## EXERCISE PROMPT
Gather every line in the rows below that contains the string "sandal", and copy each one in full.
## start INFORMATION PROVIDED
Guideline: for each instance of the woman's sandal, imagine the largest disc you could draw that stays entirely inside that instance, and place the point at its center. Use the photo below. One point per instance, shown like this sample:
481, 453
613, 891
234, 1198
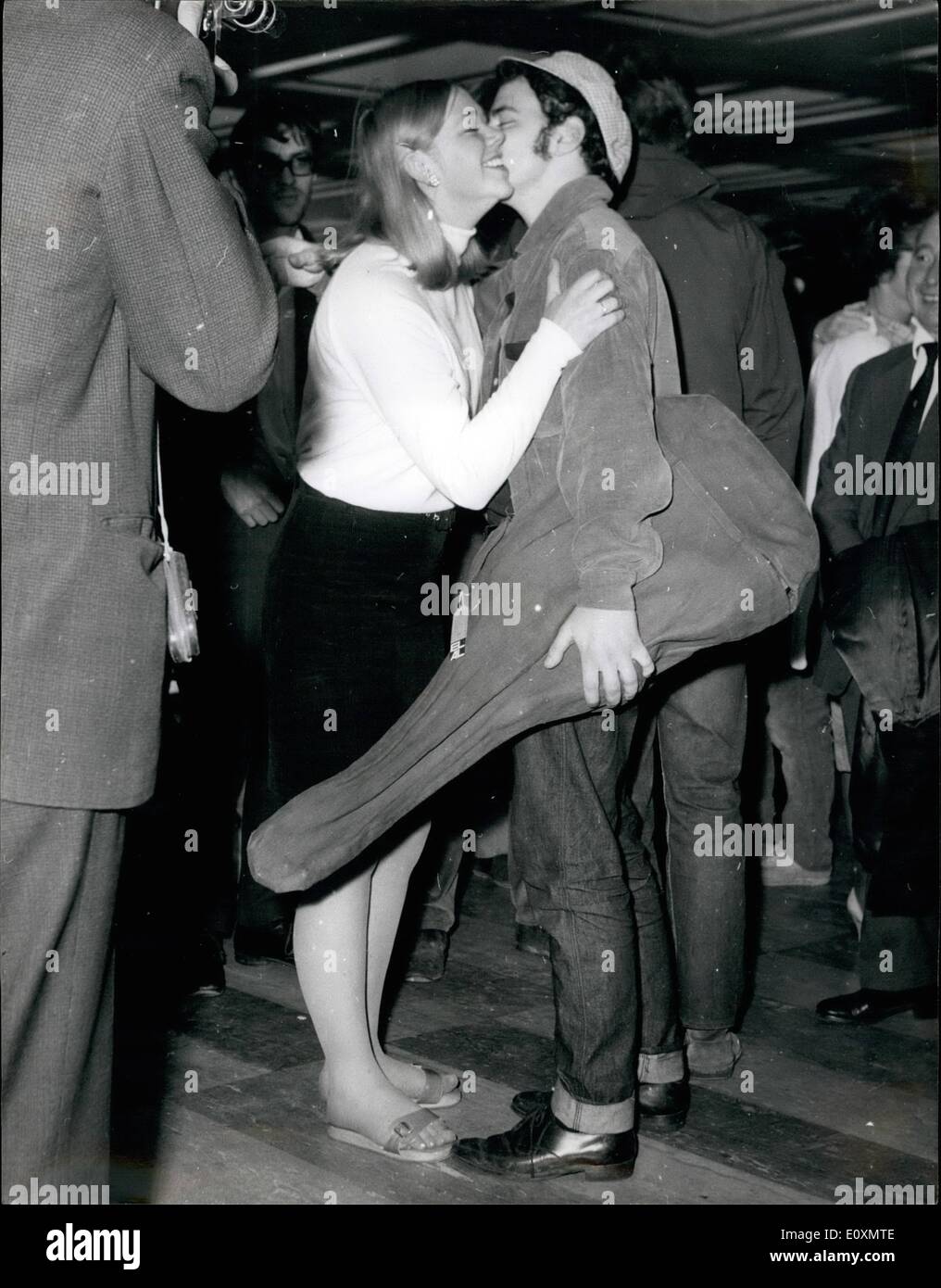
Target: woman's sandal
434, 1095
395, 1143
## end INFORMATION PROVIDED
## RESULT OF THIS TASK
Guideline: for each instance of the woman's sandal, imagine the largest disc you could draw that stays entirely inside that instance, and place the point at its center. Use the photo below. One point per instance, shown like this sample:
Target: woman's sandal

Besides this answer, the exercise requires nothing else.